> Goal of the exercise
Display each line in the entries below that contains the string "black". Case counts.

Rows of box annotation entries
_ _ _ _

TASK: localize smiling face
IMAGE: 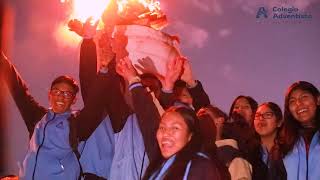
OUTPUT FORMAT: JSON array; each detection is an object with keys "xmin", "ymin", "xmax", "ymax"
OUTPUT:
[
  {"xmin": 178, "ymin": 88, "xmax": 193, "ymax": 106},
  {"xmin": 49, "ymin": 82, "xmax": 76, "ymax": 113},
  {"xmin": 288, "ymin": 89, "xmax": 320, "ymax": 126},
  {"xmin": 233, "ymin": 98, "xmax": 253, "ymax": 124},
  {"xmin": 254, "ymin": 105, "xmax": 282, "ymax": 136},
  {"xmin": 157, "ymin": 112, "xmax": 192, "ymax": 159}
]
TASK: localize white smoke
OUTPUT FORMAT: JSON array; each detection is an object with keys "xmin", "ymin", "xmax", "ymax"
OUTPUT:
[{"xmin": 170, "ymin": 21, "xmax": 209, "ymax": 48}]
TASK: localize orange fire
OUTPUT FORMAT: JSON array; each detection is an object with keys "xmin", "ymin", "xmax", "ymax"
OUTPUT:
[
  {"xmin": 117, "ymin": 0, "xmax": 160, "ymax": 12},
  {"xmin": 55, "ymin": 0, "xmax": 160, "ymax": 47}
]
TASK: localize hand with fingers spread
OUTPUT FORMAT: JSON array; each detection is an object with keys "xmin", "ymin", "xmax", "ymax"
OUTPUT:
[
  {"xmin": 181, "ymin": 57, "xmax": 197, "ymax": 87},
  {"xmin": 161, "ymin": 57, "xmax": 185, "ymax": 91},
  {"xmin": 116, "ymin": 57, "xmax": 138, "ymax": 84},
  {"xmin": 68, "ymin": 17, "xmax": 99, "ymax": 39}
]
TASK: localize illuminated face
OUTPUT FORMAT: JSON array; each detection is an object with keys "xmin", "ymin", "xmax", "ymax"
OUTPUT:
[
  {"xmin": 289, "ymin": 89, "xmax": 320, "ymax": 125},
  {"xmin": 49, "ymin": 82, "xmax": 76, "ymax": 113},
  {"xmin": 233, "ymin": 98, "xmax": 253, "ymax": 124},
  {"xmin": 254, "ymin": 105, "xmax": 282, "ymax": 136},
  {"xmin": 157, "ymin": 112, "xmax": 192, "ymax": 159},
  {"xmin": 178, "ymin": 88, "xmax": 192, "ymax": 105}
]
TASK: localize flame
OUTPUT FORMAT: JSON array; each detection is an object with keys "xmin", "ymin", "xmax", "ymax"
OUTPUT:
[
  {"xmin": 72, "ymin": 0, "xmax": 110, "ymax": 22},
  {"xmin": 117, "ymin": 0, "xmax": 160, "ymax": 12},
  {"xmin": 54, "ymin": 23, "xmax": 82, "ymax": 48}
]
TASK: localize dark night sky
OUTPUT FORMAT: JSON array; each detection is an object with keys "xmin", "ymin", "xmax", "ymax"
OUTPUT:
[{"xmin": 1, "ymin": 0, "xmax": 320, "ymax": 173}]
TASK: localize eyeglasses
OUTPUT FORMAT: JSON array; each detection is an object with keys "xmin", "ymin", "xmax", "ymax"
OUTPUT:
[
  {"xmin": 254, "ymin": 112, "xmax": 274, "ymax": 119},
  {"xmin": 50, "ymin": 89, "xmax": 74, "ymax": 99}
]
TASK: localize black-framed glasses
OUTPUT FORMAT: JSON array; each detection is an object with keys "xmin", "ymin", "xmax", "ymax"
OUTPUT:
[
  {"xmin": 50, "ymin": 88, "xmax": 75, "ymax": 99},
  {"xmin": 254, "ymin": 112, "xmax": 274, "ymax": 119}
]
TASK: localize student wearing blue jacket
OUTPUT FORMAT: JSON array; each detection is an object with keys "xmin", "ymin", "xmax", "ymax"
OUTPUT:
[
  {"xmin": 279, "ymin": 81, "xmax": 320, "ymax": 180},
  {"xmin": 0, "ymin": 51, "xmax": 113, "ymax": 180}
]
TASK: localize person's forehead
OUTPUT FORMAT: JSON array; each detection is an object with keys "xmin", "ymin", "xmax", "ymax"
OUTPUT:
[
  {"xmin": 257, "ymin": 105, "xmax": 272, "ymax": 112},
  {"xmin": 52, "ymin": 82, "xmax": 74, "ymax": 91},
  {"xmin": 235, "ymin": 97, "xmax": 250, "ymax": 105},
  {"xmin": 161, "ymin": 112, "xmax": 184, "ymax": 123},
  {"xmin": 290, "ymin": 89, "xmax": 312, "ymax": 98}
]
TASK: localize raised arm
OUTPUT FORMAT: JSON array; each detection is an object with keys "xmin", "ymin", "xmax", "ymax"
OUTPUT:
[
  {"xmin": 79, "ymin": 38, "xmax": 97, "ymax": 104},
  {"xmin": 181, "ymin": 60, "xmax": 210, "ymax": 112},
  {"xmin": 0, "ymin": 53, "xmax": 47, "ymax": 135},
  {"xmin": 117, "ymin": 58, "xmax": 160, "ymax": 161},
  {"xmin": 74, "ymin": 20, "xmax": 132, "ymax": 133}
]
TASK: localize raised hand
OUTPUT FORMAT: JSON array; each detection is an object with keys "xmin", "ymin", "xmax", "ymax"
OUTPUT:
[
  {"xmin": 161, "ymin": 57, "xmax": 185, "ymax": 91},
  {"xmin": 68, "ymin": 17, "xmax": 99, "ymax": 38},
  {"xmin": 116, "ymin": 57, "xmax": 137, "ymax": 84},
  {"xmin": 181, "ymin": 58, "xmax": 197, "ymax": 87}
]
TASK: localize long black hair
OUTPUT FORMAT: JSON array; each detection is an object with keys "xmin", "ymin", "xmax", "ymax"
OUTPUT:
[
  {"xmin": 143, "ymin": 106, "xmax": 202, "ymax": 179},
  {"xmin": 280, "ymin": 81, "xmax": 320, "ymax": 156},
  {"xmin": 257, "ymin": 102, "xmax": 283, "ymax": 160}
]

_ _ _ _

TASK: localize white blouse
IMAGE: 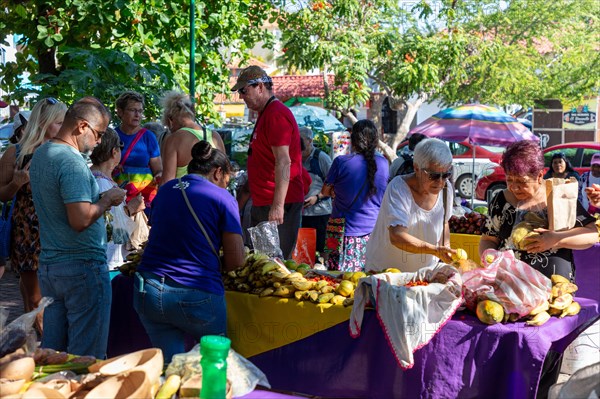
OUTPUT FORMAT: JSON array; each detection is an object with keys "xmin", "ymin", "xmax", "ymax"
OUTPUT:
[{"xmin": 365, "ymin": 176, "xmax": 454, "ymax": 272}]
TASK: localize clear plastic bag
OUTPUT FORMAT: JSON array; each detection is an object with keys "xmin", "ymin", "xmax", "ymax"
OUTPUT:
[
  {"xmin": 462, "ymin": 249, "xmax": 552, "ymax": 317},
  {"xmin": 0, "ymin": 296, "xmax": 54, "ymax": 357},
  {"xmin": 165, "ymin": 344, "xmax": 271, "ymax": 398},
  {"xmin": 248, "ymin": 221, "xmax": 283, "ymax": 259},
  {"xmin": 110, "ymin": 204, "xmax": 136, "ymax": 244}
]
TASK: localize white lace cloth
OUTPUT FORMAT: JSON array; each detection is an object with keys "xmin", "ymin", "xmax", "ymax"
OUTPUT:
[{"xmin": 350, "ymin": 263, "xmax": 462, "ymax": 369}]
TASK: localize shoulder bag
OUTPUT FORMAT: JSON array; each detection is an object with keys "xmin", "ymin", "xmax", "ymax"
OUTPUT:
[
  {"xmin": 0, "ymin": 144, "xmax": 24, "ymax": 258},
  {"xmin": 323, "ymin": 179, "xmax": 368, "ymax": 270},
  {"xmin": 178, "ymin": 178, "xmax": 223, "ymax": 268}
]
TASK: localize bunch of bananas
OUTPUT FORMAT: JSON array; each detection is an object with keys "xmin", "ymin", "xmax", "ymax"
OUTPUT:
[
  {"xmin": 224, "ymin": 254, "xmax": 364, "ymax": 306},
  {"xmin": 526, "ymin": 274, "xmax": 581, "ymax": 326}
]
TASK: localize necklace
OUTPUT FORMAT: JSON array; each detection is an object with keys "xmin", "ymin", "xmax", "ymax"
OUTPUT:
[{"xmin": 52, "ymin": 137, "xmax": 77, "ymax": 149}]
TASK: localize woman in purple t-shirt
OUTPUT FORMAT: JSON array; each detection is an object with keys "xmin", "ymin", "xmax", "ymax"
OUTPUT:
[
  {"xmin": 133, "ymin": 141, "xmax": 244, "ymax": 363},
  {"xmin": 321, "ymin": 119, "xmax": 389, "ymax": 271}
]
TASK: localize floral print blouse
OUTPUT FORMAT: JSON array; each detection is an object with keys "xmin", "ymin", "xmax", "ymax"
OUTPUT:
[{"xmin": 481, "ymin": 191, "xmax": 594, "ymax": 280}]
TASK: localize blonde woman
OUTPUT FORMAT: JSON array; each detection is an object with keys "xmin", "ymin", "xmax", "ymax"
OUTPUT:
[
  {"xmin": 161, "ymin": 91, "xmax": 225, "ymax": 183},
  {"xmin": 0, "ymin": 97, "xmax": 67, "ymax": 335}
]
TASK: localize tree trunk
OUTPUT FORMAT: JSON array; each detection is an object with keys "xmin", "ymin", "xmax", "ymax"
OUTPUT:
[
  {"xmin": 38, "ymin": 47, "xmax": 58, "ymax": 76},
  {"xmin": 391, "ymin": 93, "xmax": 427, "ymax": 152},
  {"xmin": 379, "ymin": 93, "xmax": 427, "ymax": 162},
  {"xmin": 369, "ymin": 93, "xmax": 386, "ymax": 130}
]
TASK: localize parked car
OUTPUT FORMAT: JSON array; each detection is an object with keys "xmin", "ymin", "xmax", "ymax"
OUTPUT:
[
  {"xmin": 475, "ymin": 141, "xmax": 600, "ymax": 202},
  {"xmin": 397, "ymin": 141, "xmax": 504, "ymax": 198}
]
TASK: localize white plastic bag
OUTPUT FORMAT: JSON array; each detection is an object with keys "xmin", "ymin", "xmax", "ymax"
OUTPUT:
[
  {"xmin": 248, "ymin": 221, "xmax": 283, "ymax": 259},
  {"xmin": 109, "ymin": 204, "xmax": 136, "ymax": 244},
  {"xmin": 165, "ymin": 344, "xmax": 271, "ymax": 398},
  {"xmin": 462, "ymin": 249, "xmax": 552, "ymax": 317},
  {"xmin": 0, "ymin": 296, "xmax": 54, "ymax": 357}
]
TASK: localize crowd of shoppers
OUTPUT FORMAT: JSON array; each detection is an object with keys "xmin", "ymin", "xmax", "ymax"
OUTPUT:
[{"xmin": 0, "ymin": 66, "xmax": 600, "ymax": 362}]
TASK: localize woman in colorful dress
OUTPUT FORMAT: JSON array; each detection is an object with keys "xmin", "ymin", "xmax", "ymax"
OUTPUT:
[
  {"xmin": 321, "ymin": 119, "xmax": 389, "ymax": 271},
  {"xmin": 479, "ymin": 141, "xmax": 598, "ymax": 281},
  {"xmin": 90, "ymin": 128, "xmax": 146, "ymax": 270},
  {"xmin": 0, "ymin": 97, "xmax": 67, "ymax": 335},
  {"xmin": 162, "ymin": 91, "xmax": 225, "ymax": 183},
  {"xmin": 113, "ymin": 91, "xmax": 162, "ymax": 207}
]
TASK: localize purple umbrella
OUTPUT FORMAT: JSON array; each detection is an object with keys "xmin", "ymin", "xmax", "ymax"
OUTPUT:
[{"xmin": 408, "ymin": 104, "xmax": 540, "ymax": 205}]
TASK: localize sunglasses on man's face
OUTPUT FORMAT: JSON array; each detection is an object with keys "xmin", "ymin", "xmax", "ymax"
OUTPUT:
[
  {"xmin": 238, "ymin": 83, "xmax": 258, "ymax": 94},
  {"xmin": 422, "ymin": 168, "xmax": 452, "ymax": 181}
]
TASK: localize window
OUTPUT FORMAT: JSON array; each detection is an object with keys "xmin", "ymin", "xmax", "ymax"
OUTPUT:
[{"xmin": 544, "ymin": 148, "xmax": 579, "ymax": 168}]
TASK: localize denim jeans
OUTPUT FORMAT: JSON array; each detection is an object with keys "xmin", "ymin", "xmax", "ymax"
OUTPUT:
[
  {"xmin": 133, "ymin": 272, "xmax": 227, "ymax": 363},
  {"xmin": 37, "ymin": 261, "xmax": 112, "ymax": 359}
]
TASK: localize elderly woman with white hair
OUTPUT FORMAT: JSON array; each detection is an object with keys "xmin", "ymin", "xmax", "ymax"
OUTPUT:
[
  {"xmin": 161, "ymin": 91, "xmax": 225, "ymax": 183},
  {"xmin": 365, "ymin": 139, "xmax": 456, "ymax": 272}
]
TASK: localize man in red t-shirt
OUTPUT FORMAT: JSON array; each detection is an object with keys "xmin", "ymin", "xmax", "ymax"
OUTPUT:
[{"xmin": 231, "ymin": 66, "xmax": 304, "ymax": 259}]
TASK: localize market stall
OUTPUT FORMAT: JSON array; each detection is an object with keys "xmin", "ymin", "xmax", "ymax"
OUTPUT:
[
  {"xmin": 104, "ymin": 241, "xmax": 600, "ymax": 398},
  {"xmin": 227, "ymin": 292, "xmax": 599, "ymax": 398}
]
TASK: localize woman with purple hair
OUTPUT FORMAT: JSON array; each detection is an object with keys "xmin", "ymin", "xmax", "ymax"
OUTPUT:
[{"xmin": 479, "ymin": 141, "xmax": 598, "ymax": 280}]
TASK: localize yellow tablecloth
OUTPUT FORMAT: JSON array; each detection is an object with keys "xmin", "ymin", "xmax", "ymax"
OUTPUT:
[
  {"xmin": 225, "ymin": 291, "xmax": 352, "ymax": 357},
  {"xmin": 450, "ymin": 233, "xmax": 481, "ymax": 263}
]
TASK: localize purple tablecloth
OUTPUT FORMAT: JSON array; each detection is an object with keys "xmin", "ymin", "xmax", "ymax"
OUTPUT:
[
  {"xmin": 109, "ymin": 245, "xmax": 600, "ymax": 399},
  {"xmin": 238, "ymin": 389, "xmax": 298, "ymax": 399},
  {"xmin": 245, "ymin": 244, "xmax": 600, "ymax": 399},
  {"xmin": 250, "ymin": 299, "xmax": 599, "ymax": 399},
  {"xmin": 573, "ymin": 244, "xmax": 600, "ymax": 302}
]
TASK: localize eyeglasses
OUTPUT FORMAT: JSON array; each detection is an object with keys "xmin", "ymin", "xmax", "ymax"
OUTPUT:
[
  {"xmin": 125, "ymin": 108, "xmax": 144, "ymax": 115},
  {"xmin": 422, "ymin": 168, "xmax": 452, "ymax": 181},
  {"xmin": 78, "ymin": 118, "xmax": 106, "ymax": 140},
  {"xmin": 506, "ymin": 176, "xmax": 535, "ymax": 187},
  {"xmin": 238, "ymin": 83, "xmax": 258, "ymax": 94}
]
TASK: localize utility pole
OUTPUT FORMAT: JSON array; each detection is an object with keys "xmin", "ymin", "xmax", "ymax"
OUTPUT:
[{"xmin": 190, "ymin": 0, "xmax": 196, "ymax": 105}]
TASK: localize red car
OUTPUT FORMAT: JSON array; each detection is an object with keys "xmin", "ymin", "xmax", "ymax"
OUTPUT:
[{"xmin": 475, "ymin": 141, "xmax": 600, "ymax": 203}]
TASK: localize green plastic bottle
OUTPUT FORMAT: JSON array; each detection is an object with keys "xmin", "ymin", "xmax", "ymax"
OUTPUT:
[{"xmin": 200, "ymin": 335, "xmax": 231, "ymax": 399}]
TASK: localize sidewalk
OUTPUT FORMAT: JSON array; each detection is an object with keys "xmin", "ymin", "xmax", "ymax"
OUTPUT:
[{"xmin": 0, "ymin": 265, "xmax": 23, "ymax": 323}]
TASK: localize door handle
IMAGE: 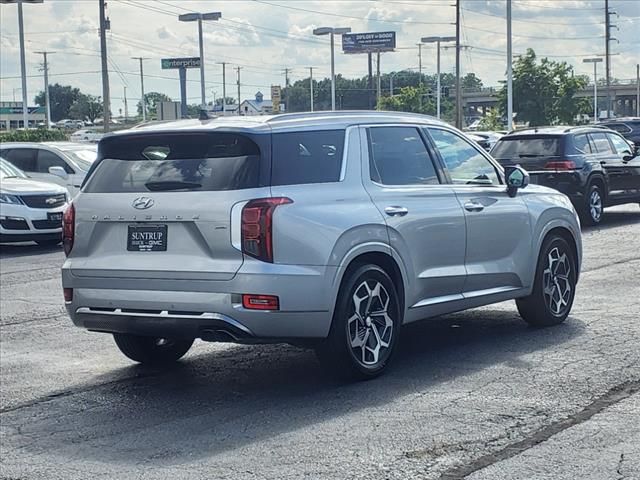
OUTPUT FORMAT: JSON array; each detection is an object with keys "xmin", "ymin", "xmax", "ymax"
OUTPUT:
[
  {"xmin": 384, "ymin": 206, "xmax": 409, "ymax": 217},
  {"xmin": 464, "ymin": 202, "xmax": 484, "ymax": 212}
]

_ _ _ _

> Complete response
TASK: localize black-framed glasses
TASK: localize long black hair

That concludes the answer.